Supplied information
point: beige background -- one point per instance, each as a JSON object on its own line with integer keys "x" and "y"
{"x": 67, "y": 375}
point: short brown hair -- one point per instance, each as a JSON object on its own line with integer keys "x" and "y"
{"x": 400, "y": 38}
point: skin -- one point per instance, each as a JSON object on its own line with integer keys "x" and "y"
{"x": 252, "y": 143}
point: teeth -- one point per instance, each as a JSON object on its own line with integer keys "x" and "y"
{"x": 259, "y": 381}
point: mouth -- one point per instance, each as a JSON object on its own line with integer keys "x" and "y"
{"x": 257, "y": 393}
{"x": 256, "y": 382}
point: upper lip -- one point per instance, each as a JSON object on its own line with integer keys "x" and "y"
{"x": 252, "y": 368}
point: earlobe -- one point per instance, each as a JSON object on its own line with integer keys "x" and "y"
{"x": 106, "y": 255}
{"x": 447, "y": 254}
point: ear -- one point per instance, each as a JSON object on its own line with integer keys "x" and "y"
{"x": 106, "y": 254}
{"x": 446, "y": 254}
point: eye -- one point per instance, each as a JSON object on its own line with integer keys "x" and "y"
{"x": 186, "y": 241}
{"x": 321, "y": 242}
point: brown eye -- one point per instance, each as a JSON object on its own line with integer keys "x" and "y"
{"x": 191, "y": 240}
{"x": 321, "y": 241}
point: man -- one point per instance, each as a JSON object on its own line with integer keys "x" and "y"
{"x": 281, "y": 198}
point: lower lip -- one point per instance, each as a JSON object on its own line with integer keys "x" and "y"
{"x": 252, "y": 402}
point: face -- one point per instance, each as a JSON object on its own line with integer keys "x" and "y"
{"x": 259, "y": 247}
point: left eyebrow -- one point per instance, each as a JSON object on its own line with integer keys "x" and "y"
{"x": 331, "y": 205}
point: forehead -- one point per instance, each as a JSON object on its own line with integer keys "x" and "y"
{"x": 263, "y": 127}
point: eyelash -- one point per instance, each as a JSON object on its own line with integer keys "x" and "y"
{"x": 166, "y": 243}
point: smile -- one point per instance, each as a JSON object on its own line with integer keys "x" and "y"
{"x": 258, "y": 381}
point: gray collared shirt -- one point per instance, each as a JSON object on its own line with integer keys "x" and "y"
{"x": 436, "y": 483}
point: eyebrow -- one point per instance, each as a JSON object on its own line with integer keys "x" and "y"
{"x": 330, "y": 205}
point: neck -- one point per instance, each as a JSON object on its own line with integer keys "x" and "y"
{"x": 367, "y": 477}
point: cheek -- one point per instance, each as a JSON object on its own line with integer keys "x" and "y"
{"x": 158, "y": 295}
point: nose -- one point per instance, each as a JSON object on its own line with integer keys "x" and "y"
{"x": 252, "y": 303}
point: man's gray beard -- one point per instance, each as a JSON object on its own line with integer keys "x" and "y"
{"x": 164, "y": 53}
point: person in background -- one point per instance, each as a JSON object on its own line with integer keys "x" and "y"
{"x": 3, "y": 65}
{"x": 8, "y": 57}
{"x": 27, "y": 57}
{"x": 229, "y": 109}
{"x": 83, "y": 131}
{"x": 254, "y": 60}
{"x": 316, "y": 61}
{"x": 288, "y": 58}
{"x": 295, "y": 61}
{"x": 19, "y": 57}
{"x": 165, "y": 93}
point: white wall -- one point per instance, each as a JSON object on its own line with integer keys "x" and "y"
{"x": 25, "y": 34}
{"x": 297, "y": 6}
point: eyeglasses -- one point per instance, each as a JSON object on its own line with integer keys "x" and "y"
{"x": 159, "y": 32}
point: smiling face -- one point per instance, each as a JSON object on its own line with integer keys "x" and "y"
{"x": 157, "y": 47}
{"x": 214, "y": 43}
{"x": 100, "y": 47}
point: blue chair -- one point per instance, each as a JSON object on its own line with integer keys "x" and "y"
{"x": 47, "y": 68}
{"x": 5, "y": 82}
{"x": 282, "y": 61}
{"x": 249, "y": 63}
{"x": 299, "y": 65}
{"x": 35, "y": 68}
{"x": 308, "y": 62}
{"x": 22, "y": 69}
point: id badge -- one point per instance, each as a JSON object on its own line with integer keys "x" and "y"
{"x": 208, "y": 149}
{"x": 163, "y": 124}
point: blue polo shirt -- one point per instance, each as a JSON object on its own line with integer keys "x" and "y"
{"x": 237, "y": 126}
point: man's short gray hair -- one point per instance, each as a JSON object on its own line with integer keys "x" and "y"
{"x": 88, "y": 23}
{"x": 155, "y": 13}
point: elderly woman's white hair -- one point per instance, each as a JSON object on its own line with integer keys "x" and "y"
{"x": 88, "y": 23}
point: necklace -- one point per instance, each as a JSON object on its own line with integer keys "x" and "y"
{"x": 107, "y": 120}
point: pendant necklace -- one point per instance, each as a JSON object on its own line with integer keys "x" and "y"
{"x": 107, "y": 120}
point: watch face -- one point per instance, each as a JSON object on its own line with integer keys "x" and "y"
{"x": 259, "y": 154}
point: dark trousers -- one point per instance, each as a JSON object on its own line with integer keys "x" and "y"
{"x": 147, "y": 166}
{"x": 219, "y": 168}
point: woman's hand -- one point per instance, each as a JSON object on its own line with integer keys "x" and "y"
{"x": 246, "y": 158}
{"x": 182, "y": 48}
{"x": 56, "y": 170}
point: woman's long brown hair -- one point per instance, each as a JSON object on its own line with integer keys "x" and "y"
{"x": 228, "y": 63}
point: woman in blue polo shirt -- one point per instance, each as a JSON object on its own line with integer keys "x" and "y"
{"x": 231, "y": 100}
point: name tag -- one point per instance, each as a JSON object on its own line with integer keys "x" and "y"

Exercise directions
Render all the items above as a numbered list, one line per number, with the blank lines left out.

Final result
1. point: beige background -- one point per instance, each as a JSON object on its own line with integer keys "x" and "y"
2. {"x": 67, "y": 375}
3. point: short brown hair -- one point per instance, each as a JSON object on its own line with integer keys "x" and "y"
4. {"x": 400, "y": 38}
5. point: skin -- one point per instance, each as a JSON object on its own line with integer keys "x" and "y"
6. {"x": 252, "y": 143}
7. point: teeth -- one point per instance, each as a JSON object on its own line with integer keys "x" and "y"
8. {"x": 259, "y": 381}
9. point: mouth -- one point per instance, each as a JSON object on its own line with integer keys "x" and "y"
10. {"x": 257, "y": 393}
11. {"x": 256, "y": 382}
12. point: upper lip -- one point per instance, each as a JSON object on its own line with integer keys "x" and "y"
13. {"x": 252, "y": 368}
14. point: earlobe -- one point per instance, each as a JSON object on its own line with integer keys "x" and "y"
15. {"x": 106, "y": 255}
16. {"x": 447, "y": 254}
17. point: ear -- one point per instance, each as a JSON object on its own line with integer keys "x" and "y"
18. {"x": 106, "y": 254}
19. {"x": 446, "y": 254}
20. point: eye -- one point per instance, each as a JSON object on its own line with integer keys "x" and "y"
21. {"x": 186, "y": 241}
22. {"x": 321, "y": 242}
23. point: brown eye -- one point per instance, each as a JSON object on its own line with integer keys "x" and "y"
24. {"x": 191, "y": 240}
25. {"x": 321, "y": 241}
26. point: man -- one point per instance, each as a JSON object on its own line with integer keys "x" and "y"
27. {"x": 281, "y": 198}
28. point: lower lip -- one point per instance, each as a JSON object on its own line with integer keys "x" and "y"
29. {"x": 252, "y": 402}
30. point: face -- one point per instance, each as a JSON object on its own line with integer keys "x" and "y"
31. {"x": 259, "y": 247}
32. point: left eyebrow -- one point per instance, each as a JSON object on its own line with integer keys "x" and "y"
33. {"x": 331, "y": 205}
34. point: forehead -- one point per instance, each as a JSON object on its own line with integer keys "x" and "y"
35. {"x": 263, "y": 127}
36. point: eyelash -- one point per instance, each as a JSON object on its own line with integer keys "x" and "y"
37. {"x": 166, "y": 243}
38. point: smile -- one point per instance, each as a JSON object on its own line with integer keys "x" and "y"
39. {"x": 258, "y": 381}
40. point: gray collared shirt -- one point per instance, each as a JSON object on its own line with integer keys "x" and "y"
41. {"x": 436, "y": 483}
42. point: eyebrow -- one point per instance, each as a JSON object on its own line with integer keys "x" and "y"
43. {"x": 330, "y": 205}
44. point: neck -- one point per instance, each as a JSON object on its own line with integer keys "x" and "y"
45. {"x": 367, "y": 477}
46. point: cheek -- one point per instance, each as a JSON object on its own line with integer keys "x" and "y"
47. {"x": 158, "y": 295}
48. point: nose -- one point per instance, each as a JSON object on its own line with integer keys "x" and "y"
49. {"x": 252, "y": 303}
50. point: man's gray beard -- one point per instance, each as a JSON object on its own line with integer keys "x" and "y"
51. {"x": 164, "y": 53}
52. point: person in background -- one point per instance, each as a JSON object on its own line with integer keys "x" and "y"
53. {"x": 3, "y": 65}
54. {"x": 8, "y": 57}
55. {"x": 27, "y": 57}
56. {"x": 229, "y": 109}
57. {"x": 83, "y": 131}
58. {"x": 254, "y": 60}
59. {"x": 316, "y": 61}
60. {"x": 288, "y": 58}
61. {"x": 295, "y": 61}
62. {"x": 19, "y": 57}
63. {"x": 165, "y": 93}
64. point: white wall -- one point per instance, each as a JSON object on its own line with integer keys "x" and "y"
65. {"x": 25, "y": 34}
66. {"x": 297, "y": 6}
67. point: eyeglasses -- one point per instance, each as a JSON object on its own line with integer keys "x" and "y"
68. {"x": 159, "y": 32}
69. point: smiling face -- one point per instance, each as a JSON object on its own line with integer keys "x" and "y"
70. {"x": 157, "y": 47}
71. {"x": 214, "y": 43}
72. {"x": 100, "y": 47}
73. point: blue chair -- one point per instance, each as a JSON object on its own line with integer keys "x" and "y"
74. {"x": 47, "y": 68}
75. {"x": 5, "y": 82}
76. {"x": 282, "y": 61}
77. {"x": 249, "y": 63}
78. {"x": 299, "y": 65}
79. {"x": 35, "y": 68}
80. {"x": 308, "y": 62}
81. {"x": 22, "y": 69}
82. point: id badge -- one point per instance, each as a JSON object on its own line with integer keys "x" and "y"
83. {"x": 208, "y": 149}
84. {"x": 163, "y": 124}
85. point: blue polo shirt -- one point per instance, each as a JSON object on its own line with integer keys "x" and "y"
86. {"x": 237, "y": 126}
87. point: man's short gray hair -- one point per instance, each as a JSON object on its own line with integer keys "x" and "y"
88. {"x": 88, "y": 23}
89. {"x": 155, "y": 13}
90. point: elderly woman's white hair -- one point per instance, each as a JSON object on its own line with integer keys "x" and "y"
91. {"x": 88, "y": 23}
92. point: necklace -- one point per instance, each as a JSON object on its own line with integer keys "x" and "y"
93. {"x": 107, "y": 120}
94. point: pendant necklace -- one point per instance, each as a JSON object on its own line with integer keys "x" and "y"
95. {"x": 107, "y": 120}
96. point: watch face -- one point per instance, each as a JSON object on its own line with integer keys "x" and "y"
97. {"x": 259, "y": 154}
98. point: dark trousers -- one point per instance, each as a JSON object on its own line with integer keys "x" and "y"
99. {"x": 147, "y": 166}
100. {"x": 219, "y": 168}
101. point: woman's hand -- one point per instance, each as a JSON object on its own line with integer keys "x" and "y"
102. {"x": 246, "y": 158}
103. {"x": 182, "y": 48}
104. {"x": 56, "y": 170}
105. point: woman's long brown hair -- one point per instance, each as a JSON object on its own line with integer keys "x" and "y"
106. {"x": 228, "y": 63}
107. point: woman in blue polo shirt -- one point per instance, each as a JSON object on its own line with integer keys "x" and "y"
108. {"x": 231, "y": 100}
109. point: name tag -- one point per instance, each as a JSON object on its own line with integer keys "x" and "y"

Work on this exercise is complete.